SOURCE MATERIAL Block Start

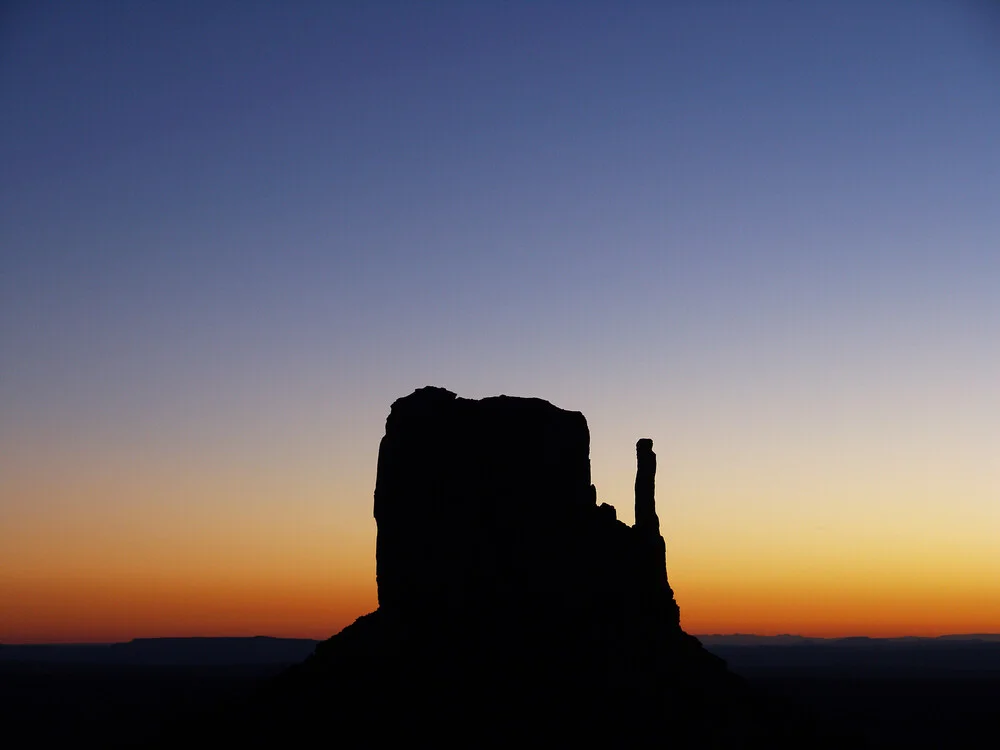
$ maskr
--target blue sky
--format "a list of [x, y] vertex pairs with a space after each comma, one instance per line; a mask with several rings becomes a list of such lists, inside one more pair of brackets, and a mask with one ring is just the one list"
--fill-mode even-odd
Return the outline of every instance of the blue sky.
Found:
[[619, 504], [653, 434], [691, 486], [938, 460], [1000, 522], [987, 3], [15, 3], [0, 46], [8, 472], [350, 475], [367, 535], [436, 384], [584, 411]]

SOURCE MATERIAL Block End
SOURCE MATERIAL Block Start

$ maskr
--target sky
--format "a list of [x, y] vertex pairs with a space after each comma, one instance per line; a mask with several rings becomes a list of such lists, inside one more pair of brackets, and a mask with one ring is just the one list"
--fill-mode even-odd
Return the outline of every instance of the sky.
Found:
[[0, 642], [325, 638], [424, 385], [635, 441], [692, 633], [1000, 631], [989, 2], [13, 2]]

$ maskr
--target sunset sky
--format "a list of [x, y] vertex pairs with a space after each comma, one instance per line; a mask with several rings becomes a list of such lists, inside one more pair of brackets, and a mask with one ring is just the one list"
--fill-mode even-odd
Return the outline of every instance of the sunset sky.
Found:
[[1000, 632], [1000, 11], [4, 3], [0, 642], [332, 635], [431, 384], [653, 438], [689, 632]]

SOURCE MATERIAL Block End

> DIRECTIONS FOR THIS TASK
Pick out each line above that includes "outline" and show it.

> EXERCISE OUTPUT
Return the outline of every instance of the blue sky.
Return the outline of every instance of the sky.
Return the outline of every instance of the sunset sky.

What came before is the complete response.